Consignes →
A. Traduisez en anglais cette phrase tirée de l'entretien imaginaire avec Colbert : « Rappelons-nous qu’à la même époque, l’économie du royaume d’Espagne, faute de se moderniser, périclitait. »
B. Mettez à jour les enregistrements de la ligne contenant « Where is each instance of the finger » jusqu'à celle contenant « point(329, 166) » en remplaçant « One point apiece » par « One point each », sans rien modifier d'autre. Ne redonnez que ces lignes.

Document source →
- - - -

INTERVIEW IMAGINAIRE
Jean-Baptiste Colbert :
« Tobin ? Je n'ai rien à voir avec ce personnage ! »

 
[ Jean-Baptiste Colbert, 1619-1683, ministre des Finances, des Arts, des Bâtiments, de la Marine, de la Guerre de Louis XIV. Et libéral de la première heure.  ]

 

— Jean-Baptiste Colbert, inutile de vous présenter à nos lecteurs. Votre figure jouit en France, auprès des écoliers que nous fûmes tous, d’une grande notoriété. Votre nom est plus précisément resté attaché à une doctrine économique sur laquelle cependant planent certaines équivoques.

Colbert — En effet. C’est en évoquant à part moi ces équivoques et avec la ferme intention de les dissiper que j’ai pris la décision de vous accorder cette audience. Le colbertisme, voyez-vous, puisqu’il est convenu d’appeler ainsi mon système, est moins une doctrine originale et achevée qu’un solide pragmatisme couronné du succès que l’on sait. Certains historiens sont allés jusqu’à parler d’un système «complet et conséquent dans toutes ses parties»[1]. Je préfère, plus prosaïquement, me rappeler de cette période d’extrême prospérité, d’innovation, d’expansion et de développement économique, que fut la seconde moitié du XVIIe siècle. Et je dois l’avouer, dussé-je passer pour fat: je ne m’y sens pas totalement étranger. Rappelons-nous qu’à la même époque, l’économie du royaume d’Espagne, faute de se moderniser, périclitait.

- - - -

Enregistrements à traiter →
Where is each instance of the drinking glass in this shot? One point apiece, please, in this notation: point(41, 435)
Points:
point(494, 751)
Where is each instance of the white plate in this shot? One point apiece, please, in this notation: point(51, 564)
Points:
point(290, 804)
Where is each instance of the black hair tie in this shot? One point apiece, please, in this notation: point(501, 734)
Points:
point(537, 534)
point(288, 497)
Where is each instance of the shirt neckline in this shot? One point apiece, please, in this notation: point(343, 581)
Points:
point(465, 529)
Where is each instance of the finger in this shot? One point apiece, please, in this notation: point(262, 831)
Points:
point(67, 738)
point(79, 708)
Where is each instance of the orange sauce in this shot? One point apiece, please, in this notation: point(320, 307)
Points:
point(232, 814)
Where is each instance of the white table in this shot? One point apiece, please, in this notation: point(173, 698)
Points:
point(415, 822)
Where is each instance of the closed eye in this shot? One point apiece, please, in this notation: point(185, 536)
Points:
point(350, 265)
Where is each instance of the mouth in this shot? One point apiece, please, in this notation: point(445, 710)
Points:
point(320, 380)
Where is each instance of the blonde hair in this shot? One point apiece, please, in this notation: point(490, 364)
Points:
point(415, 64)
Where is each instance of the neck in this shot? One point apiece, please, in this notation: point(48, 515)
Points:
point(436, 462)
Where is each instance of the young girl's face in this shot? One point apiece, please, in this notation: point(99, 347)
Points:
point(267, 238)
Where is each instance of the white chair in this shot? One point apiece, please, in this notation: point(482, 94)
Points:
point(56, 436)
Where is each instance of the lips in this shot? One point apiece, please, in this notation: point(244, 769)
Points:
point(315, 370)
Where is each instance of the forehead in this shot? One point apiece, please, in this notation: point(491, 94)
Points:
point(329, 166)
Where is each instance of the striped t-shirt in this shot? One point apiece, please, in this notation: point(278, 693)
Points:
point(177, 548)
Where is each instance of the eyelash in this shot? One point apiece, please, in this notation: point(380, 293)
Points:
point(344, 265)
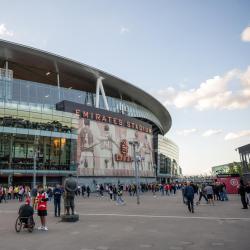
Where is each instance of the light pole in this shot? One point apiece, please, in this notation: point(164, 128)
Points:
point(136, 144)
point(35, 160)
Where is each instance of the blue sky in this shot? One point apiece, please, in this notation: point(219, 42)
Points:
point(192, 55)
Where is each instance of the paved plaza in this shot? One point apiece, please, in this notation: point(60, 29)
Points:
point(157, 223)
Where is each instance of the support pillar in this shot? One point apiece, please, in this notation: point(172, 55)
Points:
point(99, 86)
point(58, 86)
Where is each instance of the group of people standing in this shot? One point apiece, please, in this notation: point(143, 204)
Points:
point(208, 191)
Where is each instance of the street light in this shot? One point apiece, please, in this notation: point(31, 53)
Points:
point(136, 144)
point(36, 141)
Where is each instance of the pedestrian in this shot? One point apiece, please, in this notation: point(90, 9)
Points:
point(33, 194)
point(248, 193)
point(57, 193)
point(120, 201)
point(83, 190)
point(1, 193)
point(189, 194)
point(114, 192)
point(110, 191)
point(184, 199)
point(202, 193)
point(42, 199)
point(101, 190)
point(88, 191)
point(242, 192)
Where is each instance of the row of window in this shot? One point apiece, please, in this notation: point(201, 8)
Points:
point(26, 92)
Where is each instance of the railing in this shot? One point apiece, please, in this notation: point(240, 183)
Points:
point(6, 74)
point(29, 166)
point(55, 126)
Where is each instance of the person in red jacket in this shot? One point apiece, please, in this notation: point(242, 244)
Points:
point(41, 200)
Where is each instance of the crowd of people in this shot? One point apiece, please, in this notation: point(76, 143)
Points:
point(36, 198)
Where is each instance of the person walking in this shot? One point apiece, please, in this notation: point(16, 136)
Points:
point(248, 193)
point(42, 199)
point(83, 190)
point(202, 193)
point(210, 194)
point(57, 193)
point(189, 194)
point(110, 191)
point(88, 191)
point(120, 201)
point(242, 192)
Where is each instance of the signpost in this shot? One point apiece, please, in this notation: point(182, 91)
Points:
point(134, 145)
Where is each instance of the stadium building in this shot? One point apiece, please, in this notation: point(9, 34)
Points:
point(59, 116)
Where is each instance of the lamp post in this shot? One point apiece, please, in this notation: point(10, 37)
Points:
point(136, 144)
point(35, 160)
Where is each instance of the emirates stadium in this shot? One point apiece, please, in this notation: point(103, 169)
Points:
point(59, 116)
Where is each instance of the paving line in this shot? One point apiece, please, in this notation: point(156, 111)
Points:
point(166, 216)
point(151, 216)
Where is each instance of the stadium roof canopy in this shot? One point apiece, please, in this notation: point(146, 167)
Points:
point(40, 66)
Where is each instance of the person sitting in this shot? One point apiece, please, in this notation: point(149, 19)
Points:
point(26, 211)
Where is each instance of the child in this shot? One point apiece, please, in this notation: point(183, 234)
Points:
point(42, 199)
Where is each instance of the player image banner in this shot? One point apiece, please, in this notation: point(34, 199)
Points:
point(103, 149)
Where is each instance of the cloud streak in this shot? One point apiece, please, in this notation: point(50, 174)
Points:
point(124, 30)
point(237, 135)
point(4, 32)
point(211, 132)
point(186, 132)
point(245, 35)
point(214, 93)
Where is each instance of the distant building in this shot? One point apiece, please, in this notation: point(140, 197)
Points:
point(223, 169)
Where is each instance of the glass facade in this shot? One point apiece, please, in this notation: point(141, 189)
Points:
point(37, 95)
point(17, 152)
point(31, 129)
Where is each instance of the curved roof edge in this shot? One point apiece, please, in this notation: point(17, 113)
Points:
point(28, 55)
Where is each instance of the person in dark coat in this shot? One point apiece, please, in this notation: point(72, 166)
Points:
point(242, 192)
point(189, 194)
point(57, 193)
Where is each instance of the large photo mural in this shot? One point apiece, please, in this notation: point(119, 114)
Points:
point(104, 150)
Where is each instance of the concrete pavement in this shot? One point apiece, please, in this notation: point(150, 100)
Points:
point(157, 223)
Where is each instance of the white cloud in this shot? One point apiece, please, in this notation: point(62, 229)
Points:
point(245, 35)
point(124, 30)
point(236, 135)
point(4, 31)
point(214, 93)
point(211, 132)
point(186, 132)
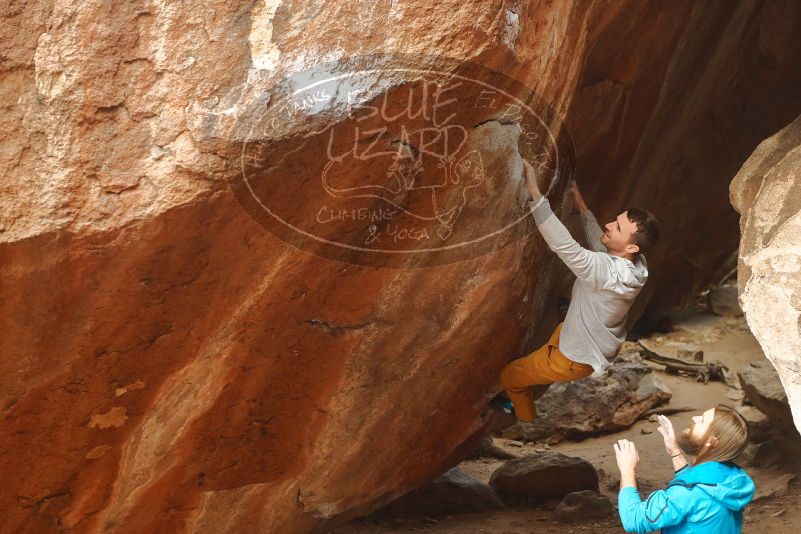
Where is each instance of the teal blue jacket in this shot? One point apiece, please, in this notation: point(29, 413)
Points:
point(706, 498)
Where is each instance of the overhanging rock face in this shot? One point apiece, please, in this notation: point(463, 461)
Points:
point(767, 193)
point(170, 365)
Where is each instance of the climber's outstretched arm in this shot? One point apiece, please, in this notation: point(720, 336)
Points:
point(587, 265)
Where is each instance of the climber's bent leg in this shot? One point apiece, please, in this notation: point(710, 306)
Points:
point(546, 365)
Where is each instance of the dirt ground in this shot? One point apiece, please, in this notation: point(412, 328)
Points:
point(724, 339)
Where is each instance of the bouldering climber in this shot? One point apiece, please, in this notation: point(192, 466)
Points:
point(608, 278)
point(706, 496)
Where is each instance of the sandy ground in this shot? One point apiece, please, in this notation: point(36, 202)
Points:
point(724, 339)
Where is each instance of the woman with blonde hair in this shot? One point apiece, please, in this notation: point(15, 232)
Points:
point(707, 495)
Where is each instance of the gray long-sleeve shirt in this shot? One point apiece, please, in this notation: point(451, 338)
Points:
point(605, 288)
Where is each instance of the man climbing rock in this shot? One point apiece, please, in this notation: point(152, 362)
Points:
point(608, 278)
point(708, 495)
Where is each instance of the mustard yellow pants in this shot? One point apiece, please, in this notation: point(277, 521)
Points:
point(545, 365)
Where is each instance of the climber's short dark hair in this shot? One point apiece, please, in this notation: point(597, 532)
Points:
point(647, 233)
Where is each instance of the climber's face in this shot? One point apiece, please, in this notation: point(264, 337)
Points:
point(617, 236)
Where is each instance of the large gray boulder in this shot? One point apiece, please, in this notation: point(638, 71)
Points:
point(543, 476)
point(594, 405)
point(762, 387)
point(451, 493)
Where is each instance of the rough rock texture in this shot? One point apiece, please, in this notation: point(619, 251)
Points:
point(762, 387)
point(544, 475)
point(451, 493)
point(725, 301)
point(581, 506)
point(767, 193)
point(594, 405)
point(170, 366)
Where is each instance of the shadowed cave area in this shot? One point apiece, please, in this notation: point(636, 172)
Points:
point(263, 262)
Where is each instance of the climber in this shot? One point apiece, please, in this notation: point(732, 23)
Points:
point(706, 496)
point(608, 278)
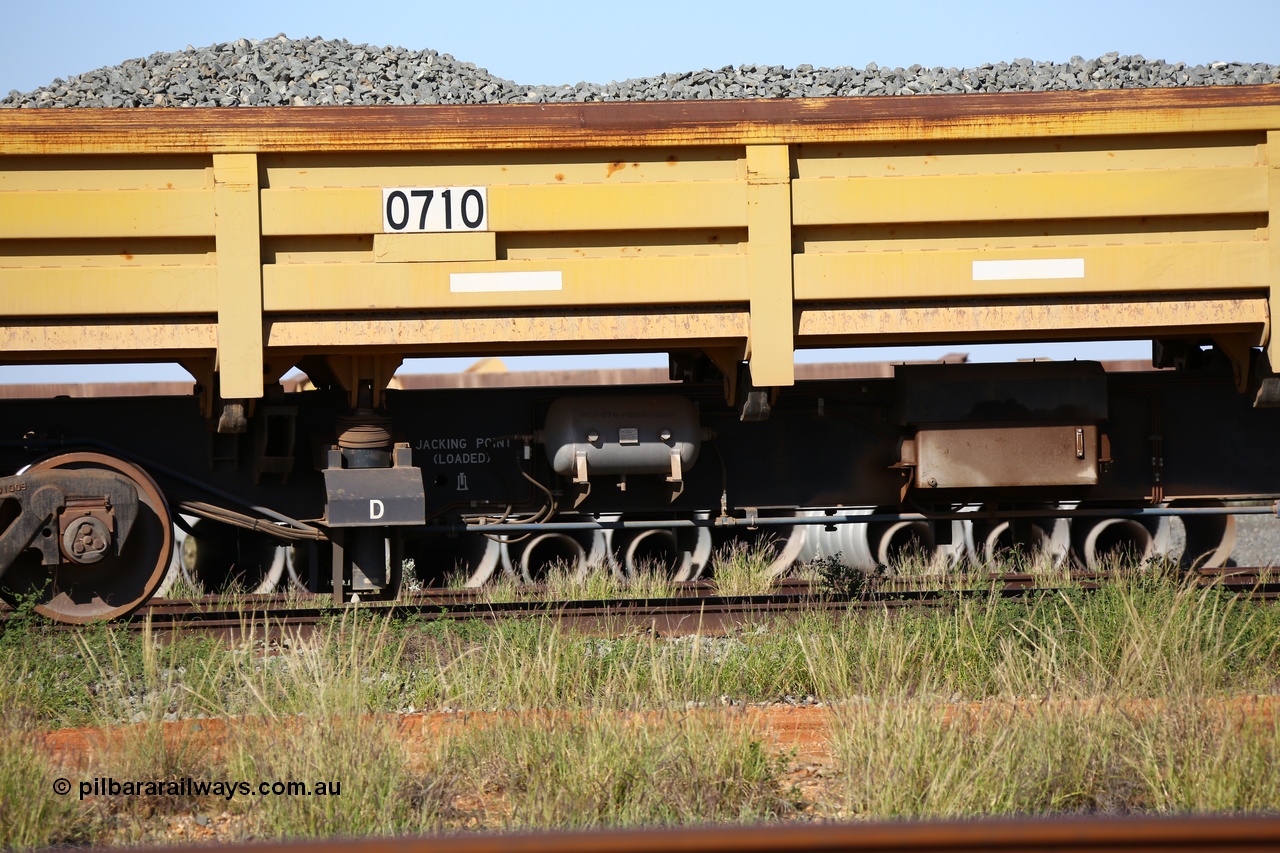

- - - -

Réponses complètes →
A. Let us remember that at the same time, the economy of the Kingdom of Spain, for want of modernizing, was declining.

B.
Where is each instance of the finger in this shot? One point each, please, in this notation: point(262, 831)
Points:
point(67, 738)
point(79, 708)
Where is each instance of the orange sauce in this shot? One point each, please, in this notation: point(320, 307)
Points:
point(232, 814)
Where is each instance of the white table in this shot? One point each, please, in this notation: point(173, 698)
Points:
point(415, 822)
Where is each instance of the closed eye in this shot? One point each, please, in this notation: point(185, 536)
Points:
point(350, 265)
Where is each instance of the mouth in this shot? One point each, please, in this notation: point(445, 710)
Points:
point(320, 380)
Where is each instance of the blonde hair in this shot? One point each, please, in this notation: point(490, 364)
Points:
point(415, 64)
Where is each instance of the neck in this shot? One point each, please, in this notation: point(48, 515)
Points:
point(436, 462)
Where is each instance of the young girl's face in this shot? One point each, please, in this notation: point(99, 347)
Points:
point(267, 238)
Where is each instance of the white chair in this shot? One point each, please, in this notation: point(482, 94)
Points:
point(56, 436)
Where is each instance of the lips in this shot? One point each, please, in this notation: point(244, 769)
Points:
point(315, 370)
Where is each instance of the forehead in this shot? One point each, please, in this notation: point(491, 94)
Points:
point(329, 166)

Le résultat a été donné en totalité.